#### Task requirements
Carry on the article about photography business lessons, picking up right after its final sentence.

═════ Page text ═════

Photography Business Lessons Learned From 2019 for a Successful 2020

As I enter into my sixth year as a full-time wedding photographer, I find that I more often reflect on past clients, weddings, and business practices than I used to in my early years. 

I attribute this to my narrowing scope of work over the past several years. I used to be a yes girl – saying yes to anything and everything that came my way; even if it was something I wasn’t comfortable shooting.

I said yes to friends of friends to shoot their wedding because it was a direct referral from someone I knew. I didn’t vet them the way I usually did and it ended up coming back to bite me later on. Cut to the bride sending me nasty emails about how I must remove the wrinkles from her dress and how the light flare on her husband’s uniform was disrespectful.

I did shoots with couples who dictated when and where I must do the shoot – even if it was an over-crowded beach or a place I did not have permission to access.

The feeling of fear that if I let this one go, or the next, that I wouldn’t be able to make ends meet was nearly paralyzing.

Taking all of what I’ve learned in the past – every hard lesson and trial – this is what I’ve learned from 2019 for a successful 2020.

1. Be visible online with contests and backlinks

In 2019 my goal was to be visible. I did this through my ambassadorship with MagMod and entering a plethora of photography contests.

═════ Listing ═════

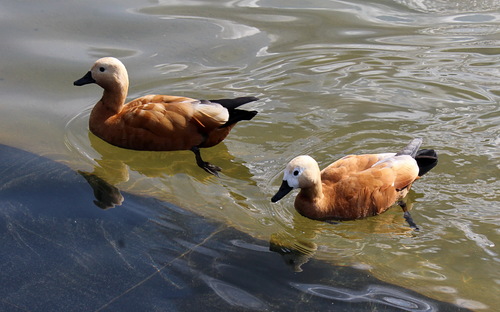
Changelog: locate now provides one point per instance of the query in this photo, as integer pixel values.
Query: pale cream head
(301, 172)
(108, 72)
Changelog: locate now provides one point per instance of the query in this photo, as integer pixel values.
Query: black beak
(84, 80)
(284, 189)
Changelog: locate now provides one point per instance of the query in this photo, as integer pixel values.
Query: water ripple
(373, 293)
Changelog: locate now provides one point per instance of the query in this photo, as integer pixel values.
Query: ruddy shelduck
(355, 186)
(158, 122)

═════

#### Answer to this exercise
Some contests were successful for me, and some weren’t. Entering contests isn’t the right path for everyone, but it will push you to look critically at your work and you’ll get some great back-links if you win!

Participating in weekly challenges (DVLOP does some great ones) can help increase your visibility!

2. Start saying no to things that don’t light your soul on fire

And not in the sense of making yourself unavailable – but start saying no to things that don’t feed your soul. I recently wrote an article on my blog about why I’m stopping shooting beach weddings. You’d be amazed how many people reached out to me telling me to reconsider! And that I was wrong to do so!

I know, I know: it’s weird for a Hawaii wedding photographer to say no to beach weddings, but if we’re being honest: beach weddings aren’t my ideal weddings. Beach weddings really limit me creatively and just don’t light me up. I understand the dream to get married with your toes in the sand – but I’m just not the right photographer for the job.

This fall I had a triple-header wedding weekend. Three days of back-to-back full day weddings. I was intense and I’m pretty sure that my brain started malfunctioning by the end of day three.

But you know what? They were my most inspiring weddings of 2019. I was exhausted, but I came home smiling every night because the weddings pushed me creatively, I had already connected with the couples, and they were my ideal clients.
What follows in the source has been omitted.